Exercise text
• • • • •

The second of Artpark’s Tuesdays in the Park concert series – Widespread Panic – ended dramatically and early, with little to no panic. The show was to be two solid sets. Mother Nature had other plans.
As the last strains of the first set’s ending tune hung in the air the weather shifted. Rain that had been threatening for a few hours began plopping down on thousands of dancing and twirling audience members.
Studying the band’s set list one has to wonder if Widespread Panic indeed brought the deluge upon themselves – and their ardent fans. The set list, culled from the Athens, Ga.-based jam band’s nearly three decade-long career, conjured (in their oft-disjointed lyrical fashion) the majestic power of Nature, the ability of a man to create rain for a drought-ravaged city (L.A.), and the power of wind.
With no opening act, Widespread Panic hit the Artpark stage at 6:36 p.m. Heeding bummer meteorological predictions, roadies, minutes before the set started, wrapped amps and sound boards in thick plastic securely anchored with duct tape.
John Bell, ostensible paterfamilias of the outfit, led his five bandmates through the mood-setting “A of D” instrumental overture before plunging into “Surprise Valley.” The song is all about water and wind. “Winds whisper the trees, Mother talkin’ the water’s spirit moves, it moves through all things.”

• • • • •

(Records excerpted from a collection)
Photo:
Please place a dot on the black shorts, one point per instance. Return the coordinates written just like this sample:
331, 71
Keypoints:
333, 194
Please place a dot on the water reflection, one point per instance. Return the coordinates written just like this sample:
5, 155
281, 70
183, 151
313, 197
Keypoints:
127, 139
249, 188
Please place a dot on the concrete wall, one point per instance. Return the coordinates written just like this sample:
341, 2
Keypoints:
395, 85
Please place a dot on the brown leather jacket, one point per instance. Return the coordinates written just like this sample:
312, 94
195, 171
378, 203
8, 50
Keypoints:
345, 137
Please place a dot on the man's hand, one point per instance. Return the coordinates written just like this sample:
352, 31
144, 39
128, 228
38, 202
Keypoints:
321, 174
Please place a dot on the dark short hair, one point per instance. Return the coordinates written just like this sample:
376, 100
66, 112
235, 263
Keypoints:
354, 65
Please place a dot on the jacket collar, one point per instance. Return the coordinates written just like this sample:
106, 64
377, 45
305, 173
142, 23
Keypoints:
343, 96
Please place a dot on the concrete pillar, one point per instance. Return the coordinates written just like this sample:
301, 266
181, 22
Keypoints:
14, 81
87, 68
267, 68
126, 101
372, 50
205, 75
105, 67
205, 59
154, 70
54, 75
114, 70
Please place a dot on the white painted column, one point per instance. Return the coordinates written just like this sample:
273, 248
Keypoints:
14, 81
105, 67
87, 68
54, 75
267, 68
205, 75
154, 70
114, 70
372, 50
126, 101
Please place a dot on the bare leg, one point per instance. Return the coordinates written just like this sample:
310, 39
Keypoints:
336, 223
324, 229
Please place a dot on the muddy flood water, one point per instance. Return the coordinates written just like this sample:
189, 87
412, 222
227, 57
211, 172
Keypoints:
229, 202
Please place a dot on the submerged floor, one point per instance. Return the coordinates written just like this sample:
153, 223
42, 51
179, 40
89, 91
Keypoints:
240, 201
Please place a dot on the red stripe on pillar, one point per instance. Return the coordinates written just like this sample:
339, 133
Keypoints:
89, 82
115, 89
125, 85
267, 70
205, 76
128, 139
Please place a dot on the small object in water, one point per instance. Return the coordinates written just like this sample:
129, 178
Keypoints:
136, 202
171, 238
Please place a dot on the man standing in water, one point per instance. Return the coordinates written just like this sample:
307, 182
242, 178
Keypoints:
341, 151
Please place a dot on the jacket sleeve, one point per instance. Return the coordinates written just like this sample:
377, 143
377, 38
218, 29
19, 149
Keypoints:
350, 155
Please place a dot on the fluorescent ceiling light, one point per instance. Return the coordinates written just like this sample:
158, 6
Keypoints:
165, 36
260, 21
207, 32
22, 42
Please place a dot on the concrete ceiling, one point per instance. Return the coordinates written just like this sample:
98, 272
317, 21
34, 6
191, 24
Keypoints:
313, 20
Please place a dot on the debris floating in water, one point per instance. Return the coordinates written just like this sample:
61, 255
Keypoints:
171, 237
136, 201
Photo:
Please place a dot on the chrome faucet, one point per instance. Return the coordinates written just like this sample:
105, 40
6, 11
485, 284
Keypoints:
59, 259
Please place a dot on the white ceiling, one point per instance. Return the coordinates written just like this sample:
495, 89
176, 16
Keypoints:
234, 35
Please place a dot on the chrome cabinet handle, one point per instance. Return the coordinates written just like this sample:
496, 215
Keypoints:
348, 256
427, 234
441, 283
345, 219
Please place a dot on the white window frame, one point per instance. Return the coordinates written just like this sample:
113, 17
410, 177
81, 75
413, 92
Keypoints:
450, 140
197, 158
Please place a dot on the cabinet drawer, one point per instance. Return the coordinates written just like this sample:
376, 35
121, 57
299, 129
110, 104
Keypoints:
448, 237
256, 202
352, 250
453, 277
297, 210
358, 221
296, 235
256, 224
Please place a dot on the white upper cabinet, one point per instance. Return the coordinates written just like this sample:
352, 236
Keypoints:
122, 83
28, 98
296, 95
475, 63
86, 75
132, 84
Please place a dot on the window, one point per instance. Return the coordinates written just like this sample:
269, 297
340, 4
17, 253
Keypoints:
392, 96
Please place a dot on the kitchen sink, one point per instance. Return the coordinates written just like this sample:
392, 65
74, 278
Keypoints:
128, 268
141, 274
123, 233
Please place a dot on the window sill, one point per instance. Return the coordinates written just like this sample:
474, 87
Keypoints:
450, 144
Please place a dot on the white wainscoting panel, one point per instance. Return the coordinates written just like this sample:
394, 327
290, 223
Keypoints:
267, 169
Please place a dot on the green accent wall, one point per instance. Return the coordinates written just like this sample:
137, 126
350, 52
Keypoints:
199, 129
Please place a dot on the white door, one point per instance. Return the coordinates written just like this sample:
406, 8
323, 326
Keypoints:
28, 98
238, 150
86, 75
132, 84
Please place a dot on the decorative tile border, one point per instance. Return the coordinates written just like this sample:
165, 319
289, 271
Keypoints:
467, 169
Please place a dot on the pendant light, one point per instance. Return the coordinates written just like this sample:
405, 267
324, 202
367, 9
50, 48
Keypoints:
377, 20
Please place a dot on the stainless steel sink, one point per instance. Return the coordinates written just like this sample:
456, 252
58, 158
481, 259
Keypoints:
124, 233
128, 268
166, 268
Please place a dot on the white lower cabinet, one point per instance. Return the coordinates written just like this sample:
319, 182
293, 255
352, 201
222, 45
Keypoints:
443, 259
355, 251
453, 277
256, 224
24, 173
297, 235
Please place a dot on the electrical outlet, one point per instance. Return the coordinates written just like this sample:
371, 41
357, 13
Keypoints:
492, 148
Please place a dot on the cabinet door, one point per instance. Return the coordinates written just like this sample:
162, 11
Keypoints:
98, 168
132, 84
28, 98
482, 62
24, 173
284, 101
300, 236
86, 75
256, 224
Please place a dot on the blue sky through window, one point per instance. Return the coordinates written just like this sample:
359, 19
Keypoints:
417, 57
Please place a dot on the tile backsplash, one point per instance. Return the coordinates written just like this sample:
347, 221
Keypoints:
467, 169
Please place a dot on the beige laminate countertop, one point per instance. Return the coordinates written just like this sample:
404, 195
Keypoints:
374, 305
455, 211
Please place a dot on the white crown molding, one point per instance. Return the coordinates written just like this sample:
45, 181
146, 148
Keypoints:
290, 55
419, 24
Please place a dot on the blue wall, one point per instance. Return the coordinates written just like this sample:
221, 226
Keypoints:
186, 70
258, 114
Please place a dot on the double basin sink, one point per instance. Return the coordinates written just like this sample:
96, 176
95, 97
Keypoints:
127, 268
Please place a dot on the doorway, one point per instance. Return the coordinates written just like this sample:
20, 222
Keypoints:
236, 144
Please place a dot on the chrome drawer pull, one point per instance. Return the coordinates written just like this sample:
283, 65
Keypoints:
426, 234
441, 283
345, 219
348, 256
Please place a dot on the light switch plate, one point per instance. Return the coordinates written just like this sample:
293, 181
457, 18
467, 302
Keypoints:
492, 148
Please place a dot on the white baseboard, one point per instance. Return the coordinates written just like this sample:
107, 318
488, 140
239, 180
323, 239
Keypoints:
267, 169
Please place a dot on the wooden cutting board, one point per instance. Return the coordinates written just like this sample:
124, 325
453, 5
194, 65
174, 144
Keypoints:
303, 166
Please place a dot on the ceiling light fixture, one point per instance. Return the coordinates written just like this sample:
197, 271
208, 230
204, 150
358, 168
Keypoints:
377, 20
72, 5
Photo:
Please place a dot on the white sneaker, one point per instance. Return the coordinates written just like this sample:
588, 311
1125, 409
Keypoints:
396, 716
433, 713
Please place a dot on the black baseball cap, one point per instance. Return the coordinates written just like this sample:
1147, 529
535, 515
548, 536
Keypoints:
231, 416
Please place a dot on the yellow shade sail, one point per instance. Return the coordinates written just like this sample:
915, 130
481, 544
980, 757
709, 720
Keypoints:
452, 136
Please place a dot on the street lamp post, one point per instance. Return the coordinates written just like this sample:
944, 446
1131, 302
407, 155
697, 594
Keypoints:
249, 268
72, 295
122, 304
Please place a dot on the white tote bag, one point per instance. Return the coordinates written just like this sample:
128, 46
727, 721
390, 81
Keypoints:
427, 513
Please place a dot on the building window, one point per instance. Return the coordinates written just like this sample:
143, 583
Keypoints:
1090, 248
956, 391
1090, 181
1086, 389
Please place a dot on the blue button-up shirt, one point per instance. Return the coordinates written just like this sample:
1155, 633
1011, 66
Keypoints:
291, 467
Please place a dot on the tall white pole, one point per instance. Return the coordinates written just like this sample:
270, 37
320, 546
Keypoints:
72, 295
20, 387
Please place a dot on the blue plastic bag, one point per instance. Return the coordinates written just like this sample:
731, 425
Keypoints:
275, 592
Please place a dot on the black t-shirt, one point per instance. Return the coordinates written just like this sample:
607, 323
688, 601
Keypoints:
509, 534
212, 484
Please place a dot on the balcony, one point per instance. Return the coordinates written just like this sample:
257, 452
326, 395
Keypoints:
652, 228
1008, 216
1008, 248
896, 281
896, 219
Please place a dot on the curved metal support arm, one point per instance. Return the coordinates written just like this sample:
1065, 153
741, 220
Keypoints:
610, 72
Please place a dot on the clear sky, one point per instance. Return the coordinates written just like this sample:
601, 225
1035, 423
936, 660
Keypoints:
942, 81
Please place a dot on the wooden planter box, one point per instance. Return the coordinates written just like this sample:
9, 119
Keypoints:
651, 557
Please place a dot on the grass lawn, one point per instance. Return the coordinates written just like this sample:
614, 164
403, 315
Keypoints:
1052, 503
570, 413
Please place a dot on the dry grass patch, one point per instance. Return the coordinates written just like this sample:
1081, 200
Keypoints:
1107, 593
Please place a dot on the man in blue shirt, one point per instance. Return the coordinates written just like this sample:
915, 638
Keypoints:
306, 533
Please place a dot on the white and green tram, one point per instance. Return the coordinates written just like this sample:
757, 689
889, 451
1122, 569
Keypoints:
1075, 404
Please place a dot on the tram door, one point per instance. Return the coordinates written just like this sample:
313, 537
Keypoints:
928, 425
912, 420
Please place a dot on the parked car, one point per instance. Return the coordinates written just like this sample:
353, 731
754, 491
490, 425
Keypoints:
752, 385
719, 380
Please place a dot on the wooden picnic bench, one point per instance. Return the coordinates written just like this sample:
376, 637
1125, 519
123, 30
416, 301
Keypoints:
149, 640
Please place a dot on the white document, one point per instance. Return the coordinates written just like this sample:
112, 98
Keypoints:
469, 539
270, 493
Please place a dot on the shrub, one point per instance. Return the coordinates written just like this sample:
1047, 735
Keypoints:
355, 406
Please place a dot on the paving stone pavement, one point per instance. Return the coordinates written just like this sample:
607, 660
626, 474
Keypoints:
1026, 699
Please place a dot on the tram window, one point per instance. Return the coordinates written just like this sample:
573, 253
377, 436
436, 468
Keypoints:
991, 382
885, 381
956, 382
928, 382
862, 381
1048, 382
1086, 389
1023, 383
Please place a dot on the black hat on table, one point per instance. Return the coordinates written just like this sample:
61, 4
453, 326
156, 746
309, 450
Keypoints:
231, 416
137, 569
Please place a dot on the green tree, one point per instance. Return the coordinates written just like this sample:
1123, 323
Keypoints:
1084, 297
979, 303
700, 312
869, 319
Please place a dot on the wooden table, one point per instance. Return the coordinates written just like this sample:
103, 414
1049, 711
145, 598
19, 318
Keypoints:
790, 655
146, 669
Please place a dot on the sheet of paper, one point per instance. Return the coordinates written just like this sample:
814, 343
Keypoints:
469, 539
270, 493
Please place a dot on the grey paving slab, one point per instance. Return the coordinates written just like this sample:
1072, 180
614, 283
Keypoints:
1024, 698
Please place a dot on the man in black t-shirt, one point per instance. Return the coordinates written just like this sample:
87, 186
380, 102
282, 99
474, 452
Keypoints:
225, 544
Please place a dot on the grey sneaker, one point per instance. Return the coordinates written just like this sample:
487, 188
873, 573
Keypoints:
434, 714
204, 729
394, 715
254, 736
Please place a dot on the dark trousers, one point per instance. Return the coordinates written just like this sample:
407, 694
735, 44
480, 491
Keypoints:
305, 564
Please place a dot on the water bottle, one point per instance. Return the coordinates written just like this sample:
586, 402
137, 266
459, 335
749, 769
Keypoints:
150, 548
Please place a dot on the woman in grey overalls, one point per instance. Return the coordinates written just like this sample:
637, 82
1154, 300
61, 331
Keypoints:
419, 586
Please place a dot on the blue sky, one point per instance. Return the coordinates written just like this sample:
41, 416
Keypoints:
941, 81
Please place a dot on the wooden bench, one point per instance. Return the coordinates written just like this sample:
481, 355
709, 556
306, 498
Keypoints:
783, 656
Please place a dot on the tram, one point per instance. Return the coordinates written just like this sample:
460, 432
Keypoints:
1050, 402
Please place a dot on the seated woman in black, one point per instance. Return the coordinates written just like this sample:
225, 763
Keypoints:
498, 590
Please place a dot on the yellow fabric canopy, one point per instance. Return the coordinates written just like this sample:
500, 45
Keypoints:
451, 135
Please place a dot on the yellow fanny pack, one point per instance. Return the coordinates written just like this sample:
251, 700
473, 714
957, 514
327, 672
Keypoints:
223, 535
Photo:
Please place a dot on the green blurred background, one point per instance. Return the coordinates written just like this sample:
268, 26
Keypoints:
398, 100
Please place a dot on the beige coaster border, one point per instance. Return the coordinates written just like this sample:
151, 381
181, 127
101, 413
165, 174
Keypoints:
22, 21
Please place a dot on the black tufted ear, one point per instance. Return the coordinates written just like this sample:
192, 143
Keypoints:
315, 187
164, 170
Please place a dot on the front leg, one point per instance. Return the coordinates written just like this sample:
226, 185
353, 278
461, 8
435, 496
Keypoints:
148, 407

• • • • •

According to the concert review, why did the roadies wrap the amps and sound boards in thick plastic before the set began? Answer in one to three sentences.

The roadies were heeding bummer meteorological predictions. Rain had been forecast, so minutes before the set started they wrapped the amps and sound boards in thick plastic and anchored it securely with duct tape.